[Recorded data]
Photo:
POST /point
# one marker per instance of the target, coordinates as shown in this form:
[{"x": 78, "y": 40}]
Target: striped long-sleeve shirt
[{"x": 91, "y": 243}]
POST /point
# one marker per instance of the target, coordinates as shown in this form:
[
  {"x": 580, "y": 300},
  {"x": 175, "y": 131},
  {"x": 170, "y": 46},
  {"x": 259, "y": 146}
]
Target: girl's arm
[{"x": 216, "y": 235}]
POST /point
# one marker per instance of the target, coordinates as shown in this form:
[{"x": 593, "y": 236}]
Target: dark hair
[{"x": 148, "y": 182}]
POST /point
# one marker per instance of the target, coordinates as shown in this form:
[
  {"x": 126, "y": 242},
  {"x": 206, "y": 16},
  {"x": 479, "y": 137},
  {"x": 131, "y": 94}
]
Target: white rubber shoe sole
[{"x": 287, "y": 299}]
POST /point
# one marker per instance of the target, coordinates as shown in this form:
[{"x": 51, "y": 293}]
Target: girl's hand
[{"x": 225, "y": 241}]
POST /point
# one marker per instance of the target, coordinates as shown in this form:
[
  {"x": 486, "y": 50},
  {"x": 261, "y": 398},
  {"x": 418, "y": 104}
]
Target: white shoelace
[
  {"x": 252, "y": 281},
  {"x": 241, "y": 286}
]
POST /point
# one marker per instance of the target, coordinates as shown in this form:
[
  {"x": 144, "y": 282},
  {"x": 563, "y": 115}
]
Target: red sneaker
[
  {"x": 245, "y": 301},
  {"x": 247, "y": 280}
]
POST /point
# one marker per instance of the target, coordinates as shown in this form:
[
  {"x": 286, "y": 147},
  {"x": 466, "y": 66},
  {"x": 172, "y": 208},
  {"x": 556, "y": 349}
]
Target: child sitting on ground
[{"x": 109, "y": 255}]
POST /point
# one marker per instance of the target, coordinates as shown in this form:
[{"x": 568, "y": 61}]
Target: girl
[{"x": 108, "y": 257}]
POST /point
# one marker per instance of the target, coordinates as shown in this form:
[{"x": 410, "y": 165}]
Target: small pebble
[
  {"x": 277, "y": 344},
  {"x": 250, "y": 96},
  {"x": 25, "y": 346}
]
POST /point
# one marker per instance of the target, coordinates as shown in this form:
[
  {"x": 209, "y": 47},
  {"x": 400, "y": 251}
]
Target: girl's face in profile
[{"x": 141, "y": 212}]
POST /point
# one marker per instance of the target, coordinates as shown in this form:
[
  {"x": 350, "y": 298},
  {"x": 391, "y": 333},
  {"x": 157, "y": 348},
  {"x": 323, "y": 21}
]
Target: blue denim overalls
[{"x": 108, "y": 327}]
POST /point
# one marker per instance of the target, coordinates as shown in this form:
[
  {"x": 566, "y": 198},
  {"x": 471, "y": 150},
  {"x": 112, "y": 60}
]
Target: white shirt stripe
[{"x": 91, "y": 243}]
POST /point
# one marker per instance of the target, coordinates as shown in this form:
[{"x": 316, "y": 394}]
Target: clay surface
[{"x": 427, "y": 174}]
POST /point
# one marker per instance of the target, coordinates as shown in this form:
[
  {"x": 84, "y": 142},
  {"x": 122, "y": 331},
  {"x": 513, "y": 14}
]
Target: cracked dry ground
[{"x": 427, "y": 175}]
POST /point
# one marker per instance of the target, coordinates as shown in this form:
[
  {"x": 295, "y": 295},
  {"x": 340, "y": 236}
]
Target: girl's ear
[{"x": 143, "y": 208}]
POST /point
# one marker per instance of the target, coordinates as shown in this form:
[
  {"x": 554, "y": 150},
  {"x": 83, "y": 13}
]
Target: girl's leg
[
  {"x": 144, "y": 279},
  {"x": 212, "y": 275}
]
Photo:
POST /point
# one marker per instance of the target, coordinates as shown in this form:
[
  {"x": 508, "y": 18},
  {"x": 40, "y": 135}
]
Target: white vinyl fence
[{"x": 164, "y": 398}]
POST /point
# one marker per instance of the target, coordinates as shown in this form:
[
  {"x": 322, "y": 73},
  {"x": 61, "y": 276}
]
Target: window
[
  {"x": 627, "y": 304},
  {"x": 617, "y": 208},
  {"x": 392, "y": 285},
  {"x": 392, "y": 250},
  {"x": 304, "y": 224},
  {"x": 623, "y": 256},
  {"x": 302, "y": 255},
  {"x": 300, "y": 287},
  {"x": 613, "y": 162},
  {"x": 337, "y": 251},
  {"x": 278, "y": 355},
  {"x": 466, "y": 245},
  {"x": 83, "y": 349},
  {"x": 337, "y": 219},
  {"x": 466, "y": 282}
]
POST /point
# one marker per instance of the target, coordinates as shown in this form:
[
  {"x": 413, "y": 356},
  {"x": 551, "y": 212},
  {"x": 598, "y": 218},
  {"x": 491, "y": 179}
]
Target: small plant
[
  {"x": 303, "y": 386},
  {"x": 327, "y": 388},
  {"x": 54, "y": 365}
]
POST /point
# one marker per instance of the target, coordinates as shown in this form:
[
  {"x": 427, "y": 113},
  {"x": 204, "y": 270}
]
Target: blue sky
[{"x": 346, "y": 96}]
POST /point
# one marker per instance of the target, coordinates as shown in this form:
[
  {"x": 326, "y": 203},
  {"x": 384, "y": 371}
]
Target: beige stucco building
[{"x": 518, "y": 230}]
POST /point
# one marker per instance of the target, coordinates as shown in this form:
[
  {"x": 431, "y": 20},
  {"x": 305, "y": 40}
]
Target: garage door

Aim of the exercise -
Take the listing above and set it down exactly.

Reply to the task -
Photo:
POST /point
# one marker per instance of the target, coordinates as shown in this form:
[{"x": 78, "y": 40}]
Target: striped long-sleeve shirt
[{"x": 91, "y": 243}]
POST /point
# one marker per instance of the target, coordinates as shown in this form:
[
  {"x": 580, "y": 300},
  {"x": 175, "y": 131},
  {"x": 170, "y": 46},
  {"x": 259, "y": 146}
]
Target: girl's arm
[{"x": 216, "y": 235}]
POST /point
# one marker per instance of the target, coordinates as shown in this form:
[{"x": 593, "y": 236}]
Target: dark hair
[{"x": 148, "y": 182}]
POST /point
# one marker per instance of the target, coordinates as shown in this form:
[
  {"x": 126, "y": 242},
  {"x": 206, "y": 16},
  {"x": 479, "y": 137},
  {"x": 131, "y": 94}
]
Target: white rubber shoe sole
[{"x": 287, "y": 299}]
POST /point
# one marker per instance of the target, coordinates as shown in this form:
[{"x": 51, "y": 293}]
Target: girl's hand
[{"x": 225, "y": 241}]
POST /point
# one marker per instance of the target, coordinates as shown in this form:
[
  {"x": 486, "y": 50},
  {"x": 261, "y": 398},
  {"x": 418, "y": 104}
]
Target: white shoelace
[
  {"x": 252, "y": 281},
  {"x": 241, "y": 286}
]
POST /point
# one marker per instance of the target, coordinates as shown in this form:
[
  {"x": 144, "y": 282},
  {"x": 563, "y": 115}
]
Target: red sneaker
[
  {"x": 245, "y": 301},
  {"x": 247, "y": 280}
]
POST /point
# one marker per instance of the target, coordinates as shown in this form:
[
  {"x": 286, "y": 147},
  {"x": 466, "y": 66},
  {"x": 172, "y": 208},
  {"x": 556, "y": 349}
]
Target: child sitting on ground
[{"x": 109, "y": 255}]
POST /point
# one marker per instance of the target, coordinates as shown in this form:
[{"x": 568, "y": 61}]
Target: girl
[{"x": 108, "y": 257}]
POST /point
# one marker per instance of the target, coordinates as shown in this form:
[{"x": 410, "y": 165}]
Target: small pebble
[
  {"x": 277, "y": 344},
  {"x": 250, "y": 96},
  {"x": 25, "y": 346}
]
POST /point
# one marker per instance of the target, coordinates as shown in this form:
[
  {"x": 209, "y": 47},
  {"x": 400, "y": 251}
]
Target: girl's face in profile
[{"x": 141, "y": 212}]
POST /point
# one marker per instance of the target, coordinates as shown in this form:
[
  {"x": 350, "y": 298},
  {"x": 391, "y": 333},
  {"x": 157, "y": 348},
  {"x": 323, "y": 21}
]
Target: blue denim overalls
[{"x": 108, "y": 327}]
POST /point
# one marker per instance of the target, coordinates as shown in this form:
[
  {"x": 566, "y": 198},
  {"x": 471, "y": 150},
  {"x": 112, "y": 60}
]
Target: white shirt stripe
[{"x": 91, "y": 243}]
POST /point
# one marker per instance of the target, coordinates as shown in this form:
[{"x": 316, "y": 394}]
Target: clay surface
[{"x": 427, "y": 174}]
POST /point
# one marker per instance of the target, coordinates as shown in this form:
[
  {"x": 84, "y": 142},
  {"x": 122, "y": 331},
  {"x": 513, "y": 14}
]
Target: cracked dry ground
[{"x": 427, "y": 175}]
POST /point
# one marker per instance of the target, coordinates as shown in this form:
[
  {"x": 295, "y": 295},
  {"x": 340, "y": 236}
]
Target: girl's ear
[{"x": 143, "y": 208}]
POST /point
# one marker per instance of the target, coordinates as shown in this form:
[
  {"x": 554, "y": 150},
  {"x": 83, "y": 13}
]
Target: girl's leg
[
  {"x": 144, "y": 279},
  {"x": 212, "y": 275}
]
Photo:
POST /point
# one marker per instance of the target, coordinates as shown in this form:
[
  {"x": 508, "y": 18},
  {"x": 40, "y": 135}
]
Target: white vinyl fence
[{"x": 164, "y": 398}]
POST /point
# one marker per instance of the target, coordinates as shown in this form:
[
  {"x": 322, "y": 73},
  {"x": 61, "y": 276}
]
Target: window
[
  {"x": 627, "y": 304},
  {"x": 617, "y": 208},
  {"x": 392, "y": 285},
  {"x": 392, "y": 250},
  {"x": 304, "y": 224},
  {"x": 623, "y": 256},
  {"x": 302, "y": 255},
  {"x": 300, "y": 287},
  {"x": 613, "y": 162},
  {"x": 337, "y": 251},
  {"x": 278, "y": 355},
  {"x": 466, "y": 245},
  {"x": 83, "y": 349},
  {"x": 337, "y": 219},
  {"x": 466, "y": 282}
]
POST /point
# one marker per instance of the target, coordinates as shown in this form:
[
  {"x": 413, "y": 356},
  {"x": 551, "y": 212},
  {"x": 598, "y": 218},
  {"x": 491, "y": 179}
]
Target: small plant
[
  {"x": 303, "y": 386},
  {"x": 327, "y": 388},
  {"x": 54, "y": 365}
]
POST /point
# one marker per instance of the target, coordinates as shown in this form:
[
  {"x": 427, "y": 113},
  {"x": 204, "y": 270}
]
Target: blue sky
[{"x": 346, "y": 96}]
POST /point
# one marker per instance of the target, coordinates as shown in this form:
[
  {"x": 326, "y": 203},
  {"x": 384, "y": 371}
]
Target: beige stucco building
[{"x": 518, "y": 230}]
POST /point
# one marker per instance of the target, coordinates as shown in this form:
[
  {"x": 431, "y": 20},
  {"x": 305, "y": 40}
]
Target: garage door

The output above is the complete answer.